## [Problema]
Na entrevista sobre psicanálise e linguagem, que outra afirmação de Lacan Rodrigo S. de Sá Pedro cita além de “o inconsciente é estruturado como linguagem”?

## [Trecho fornecido]
-*-
LBXXI: A frase de Lacan, segundo a qual “o inconsciente é estruturado como linguagem”, nos leva a pensar de que forma a palavra e a linguagem costuram os campos da Psicanálise, Política e Literatura. Poderia desenvolver um pouco esta ideia?

Rodrigo S. de Sá Pedro:  Somos seres atravessados pela linguagem e constituídos a partir do Outro. Lacan afirma que “o inconsciente é estruturado como linguagem" e afirma que “o inconsciente é a política”. Ou seja, na medida em que o inconsciente é o discurso do Outro e a política está inevitavelmente articulada ao laço social, que também se orienta e se constrói no âmbito do discurso. Podemos pensar que nos tornamos políticos como nos tornamos seres falantes. Ser falante, é ser político e a palavra é o que possibilita todo esse tecido. A literatura que é uma arte da palavra e que também foi fonte de inspiração para Freud, na criação da Psicanálise, permite em sua expressão, articular todos estes campos, seja a partir da ficção expressando sobre os dramas e as tragédias humanas, seja a partir da costura possível em e a partir de suas narrativas. Temos, portanto, a linguagem e a palavra operando como símbolo fundamental de todos estes fazeres.

LBXXI: A palavra é uma ação?

Rodrigo S. de Sá Pedro: Podemos pensar a palavra como algo concreto que para além de ser uma expressão dos afetos, opera na construção de uma realidade. Se pensarmos o conceito de ação como uma força que age sobre outra coisa e/ou pessoa, a palavra pode ser entendida também como ação dependendo do contexto e de outros inúmeros fatores ali dispostos. Logicamente que não falamos aqui de discursos vazios. Mas sim da palavra viva, com corpo, carne e efeito. Da palavra que toca e afeta e faz função na nossa vida. Afinal, se somos seres atravessados pela linguagem e isto nos faz sujeitos, não é só da carne, do pão e do leite que nos alimentamos, nos alimentamos da palavra, da linguagem e agimos em função destas condições. Portanto sim, a palavra assim que falada e expressa, considero que seja uma ação.
-*-
## [Dados fornecidos]
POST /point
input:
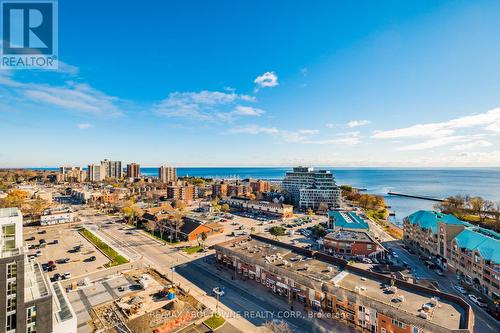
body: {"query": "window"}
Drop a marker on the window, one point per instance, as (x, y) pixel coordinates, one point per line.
-*-
## [Resposta]
Que “o inconsciente é a política”.